Reproduce the records that follow in full, excluding any picture they contain.

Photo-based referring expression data
--- --- ---
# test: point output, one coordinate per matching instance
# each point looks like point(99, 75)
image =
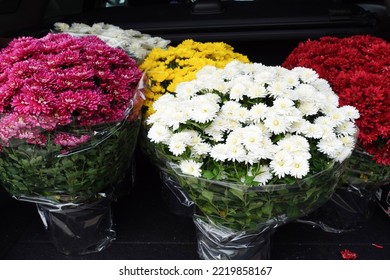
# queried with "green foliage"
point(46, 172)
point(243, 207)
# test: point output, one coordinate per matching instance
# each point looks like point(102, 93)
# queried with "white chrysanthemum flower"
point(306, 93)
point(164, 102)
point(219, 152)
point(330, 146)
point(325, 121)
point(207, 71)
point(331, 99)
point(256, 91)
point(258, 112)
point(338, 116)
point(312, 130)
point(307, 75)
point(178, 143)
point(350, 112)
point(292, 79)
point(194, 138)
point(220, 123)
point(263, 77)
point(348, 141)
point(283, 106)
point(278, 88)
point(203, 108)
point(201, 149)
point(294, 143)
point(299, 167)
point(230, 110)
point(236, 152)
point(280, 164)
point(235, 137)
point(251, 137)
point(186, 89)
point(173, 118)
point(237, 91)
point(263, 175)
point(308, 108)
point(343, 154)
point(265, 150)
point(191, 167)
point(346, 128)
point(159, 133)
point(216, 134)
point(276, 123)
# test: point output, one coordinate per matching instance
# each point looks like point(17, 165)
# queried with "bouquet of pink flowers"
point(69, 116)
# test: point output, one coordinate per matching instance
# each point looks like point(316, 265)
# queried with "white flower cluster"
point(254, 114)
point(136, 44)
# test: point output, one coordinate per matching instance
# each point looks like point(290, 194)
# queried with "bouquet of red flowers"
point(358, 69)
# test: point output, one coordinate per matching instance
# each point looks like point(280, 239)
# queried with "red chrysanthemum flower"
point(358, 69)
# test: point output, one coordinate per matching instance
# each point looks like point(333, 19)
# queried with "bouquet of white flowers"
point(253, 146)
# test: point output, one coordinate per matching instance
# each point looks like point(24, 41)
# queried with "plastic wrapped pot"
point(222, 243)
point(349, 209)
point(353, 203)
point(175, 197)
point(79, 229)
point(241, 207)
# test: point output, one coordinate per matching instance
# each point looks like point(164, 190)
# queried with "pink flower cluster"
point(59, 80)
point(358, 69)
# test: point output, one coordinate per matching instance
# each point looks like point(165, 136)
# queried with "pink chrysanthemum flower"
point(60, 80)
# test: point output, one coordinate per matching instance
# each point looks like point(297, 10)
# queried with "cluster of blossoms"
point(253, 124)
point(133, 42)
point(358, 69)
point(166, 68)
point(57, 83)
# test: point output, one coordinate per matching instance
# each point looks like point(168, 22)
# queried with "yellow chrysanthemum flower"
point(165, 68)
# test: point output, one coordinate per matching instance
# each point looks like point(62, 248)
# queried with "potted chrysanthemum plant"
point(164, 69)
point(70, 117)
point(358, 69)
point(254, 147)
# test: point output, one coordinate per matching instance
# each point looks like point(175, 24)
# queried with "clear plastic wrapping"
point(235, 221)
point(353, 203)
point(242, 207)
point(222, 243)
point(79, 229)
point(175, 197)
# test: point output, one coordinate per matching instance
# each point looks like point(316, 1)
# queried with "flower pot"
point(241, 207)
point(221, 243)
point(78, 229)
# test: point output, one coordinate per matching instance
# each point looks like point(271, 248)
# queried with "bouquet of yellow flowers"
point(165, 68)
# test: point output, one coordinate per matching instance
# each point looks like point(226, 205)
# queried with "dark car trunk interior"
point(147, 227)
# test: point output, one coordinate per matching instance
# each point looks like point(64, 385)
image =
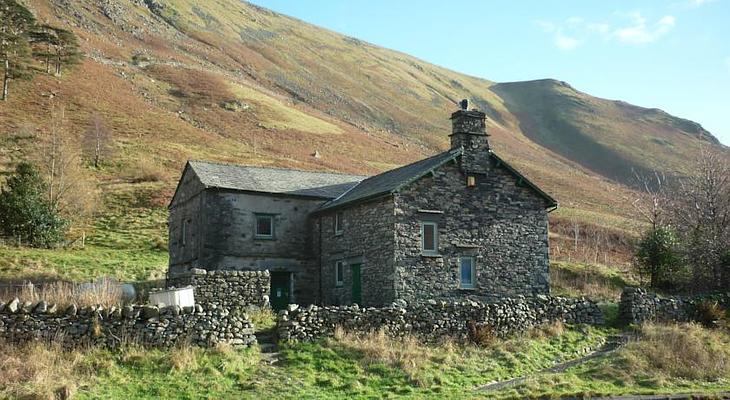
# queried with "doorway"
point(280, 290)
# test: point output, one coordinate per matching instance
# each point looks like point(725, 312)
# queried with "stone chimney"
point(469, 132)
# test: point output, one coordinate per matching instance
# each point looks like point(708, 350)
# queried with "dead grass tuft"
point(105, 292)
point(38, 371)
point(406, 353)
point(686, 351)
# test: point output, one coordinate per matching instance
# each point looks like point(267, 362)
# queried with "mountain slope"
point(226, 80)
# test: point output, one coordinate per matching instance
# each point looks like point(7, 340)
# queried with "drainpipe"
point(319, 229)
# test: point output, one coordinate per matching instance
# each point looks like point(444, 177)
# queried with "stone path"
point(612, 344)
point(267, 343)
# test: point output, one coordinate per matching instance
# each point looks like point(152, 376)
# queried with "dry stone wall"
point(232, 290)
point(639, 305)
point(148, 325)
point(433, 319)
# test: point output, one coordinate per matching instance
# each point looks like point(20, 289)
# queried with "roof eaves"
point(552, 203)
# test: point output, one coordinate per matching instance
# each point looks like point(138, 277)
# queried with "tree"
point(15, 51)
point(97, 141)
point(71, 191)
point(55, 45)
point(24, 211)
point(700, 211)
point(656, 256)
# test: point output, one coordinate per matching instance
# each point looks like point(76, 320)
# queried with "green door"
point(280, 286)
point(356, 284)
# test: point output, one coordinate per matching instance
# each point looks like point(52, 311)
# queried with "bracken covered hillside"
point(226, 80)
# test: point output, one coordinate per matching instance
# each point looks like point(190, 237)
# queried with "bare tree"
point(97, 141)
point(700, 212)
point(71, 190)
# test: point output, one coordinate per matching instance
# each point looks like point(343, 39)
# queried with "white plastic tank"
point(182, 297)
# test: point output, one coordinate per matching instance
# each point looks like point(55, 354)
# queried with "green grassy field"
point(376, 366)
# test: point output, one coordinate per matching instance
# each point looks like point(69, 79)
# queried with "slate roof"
--- --- ---
Task answer —
# test: point output, one coordinate per matching instance
# each point looks like point(99, 75)
image =
# queried with "green foliage"
point(46, 172)
point(243, 207)
# test: point output, one coordinate per matching instance
# each point looks like point(102, 93)
# queried with "white chrysanthemum flower"
point(306, 93)
point(164, 102)
point(219, 152)
point(330, 146)
point(325, 121)
point(207, 71)
point(331, 99)
point(256, 91)
point(258, 112)
point(338, 116)
point(312, 130)
point(307, 75)
point(178, 143)
point(350, 112)
point(292, 79)
point(194, 138)
point(220, 123)
point(263, 77)
point(348, 141)
point(283, 106)
point(278, 88)
point(203, 108)
point(201, 149)
point(294, 143)
point(299, 167)
point(230, 110)
point(236, 152)
point(280, 164)
point(235, 137)
point(251, 137)
point(186, 89)
point(173, 118)
point(237, 91)
point(263, 175)
point(308, 108)
point(343, 154)
point(265, 150)
point(191, 167)
point(346, 128)
point(159, 133)
point(216, 134)
point(276, 123)
# test: point output, one coordinate per matching instance
# each point looks like point(17, 165)
# queried with "bouquet of pink flowers"
point(69, 116)
# test: point output, one coordinate per matching instance
# each point looks like point(316, 265)
# queried with "white flower cluster"
point(254, 114)
point(136, 44)
# test: point output, one coordinate per matching instance
# each point looks like point(290, 194)
# queried with "bouquet of red flowers"
point(358, 69)
# test: point output, one coordinate per matching instance
# each point looks like point(280, 239)
# queried with "red chrysanthemum flower"
point(358, 69)
# test: point output, one coordinate per matching instance
# each point looks like point(333, 19)
# queried with "bouquet of white flowers"
point(253, 146)
# test: point output, one coordinate per matching instance
# each point looks like point(24, 41)
# queried with "plastic wrapped pot"
point(222, 243)
point(349, 209)
point(353, 203)
point(175, 197)
point(79, 229)
point(241, 207)
# test: point output, one coordinate per matching instance
# each point looks like point(164, 190)
# queried with "pink flower cluster"
point(59, 80)
point(358, 69)
# test: point output, one coordinate per matching instance
# each point looks like point(165, 136)
# queried with "pink chrysanthemum flower"
point(60, 80)
# test: point output, one coordinate per matching instance
# each point looks like point(297, 10)
# queried with "cluster of blossoms"
point(253, 124)
point(133, 42)
point(358, 69)
point(166, 68)
point(57, 83)
# test: point output, one coordinate per matching instance
# each point looks like point(168, 22)
# queried with "yellow chrysanthemum flower"
point(165, 68)
# test: point output, one coordinate per matching instance
# each point looks like point(62, 248)
# queried with "potted chrysanthemum plant"
point(164, 69)
point(70, 117)
point(358, 69)
point(254, 147)
# test: point output, one coordinate per matching instance
# each point looks like point(175, 24)
# queried with "clear plastic wrapping"
point(235, 221)
point(353, 203)
point(242, 207)
point(222, 243)
point(79, 229)
point(175, 197)
# test: point output, one coordinate per matching instance
# each point looks like point(316, 1)
# queried with "flower pot"
point(241, 207)
point(221, 243)
point(78, 229)
# test: point output, one coordinate per matching instance
# each point looks like point(271, 248)
# queried with "bouquet of yellow flowers"
point(165, 68)
# test: point output, one coordinate per matching instance
# each point looks like point(226, 205)
# queried with "dark car trunk interior"
point(147, 227)
# test: point output, one coordinate per matching instance
# each point looks like point(64, 385)
image =
# queried with "doorway"
point(280, 290)
# test: point output, one coordinate per matching instance
# each point looks like point(725, 312)
# queried with "stone chimney"
point(469, 132)
# test: point output, one coordinate per matching instance
# each point looks like point(708, 350)
# queried with "dead grass tuft"
point(105, 292)
point(38, 371)
point(406, 353)
point(686, 351)
# test: point output, one coordinate per matching instance
# each point looks like point(267, 362)
# queried with "mountain slope"
point(226, 80)
# test: point output, one coordinate per matching instance
# each point looks like point(7, 340)
# queried with "drainpipe"
point(319, 229)
# test: point output, one coordinate per matching instance
# each point looks like point(444, 177)
# queried with "stone path"
point(612, 344)
point(267, 343)
# test: point output, one coordinate per matching instance
# each point looks like point(152, 376)
# queried with "dry stone wall"
point(232, 290)
point(639, 305)
point(148, 325)
point(433, 319)
# test: point output, one coordinate per matching instance
# each point looks like point(20, 289)
# queried with "roof eaves"
point(552, 203)
# test: point output, one coordinate per matching instance
# each point looks like point(138, 277)
# queried with "tree"
point(15, 51)
point(97, 141)
point(71, 191)
point(55, 45)
point(24, 211)
point(700, 211)
point(656, 256)
# test: point output, one coordinate per matching instance
# each point looks like point(76, 320)
# queried with "green door"
point(280, 286)
point(356, 284)
# test: point output, one coordinate per matching instance
# each point looks like point(52, 311)
# queried with "bracken covered hillside"
point(226, 80)
# test: point output, one coordinate per matching instance
# each point looks like point(190, 237)
# queried with "bare tree"
point(97, 141)
point(700, 212)
point(71, 190)
# test: point output, one coordinate per matching instance
# each point looks like point(343, 39)
# queried with "white plastic tank"
point(182, 297)
# test: point output, one coordinate per matching instance
# each point looks like point(55, 354)
# queried with "green grassy field"
point(376, 366)
# test: point output, one coordinate per matching instance
# each point looks like point(69, 79)
# queried with "slate roof"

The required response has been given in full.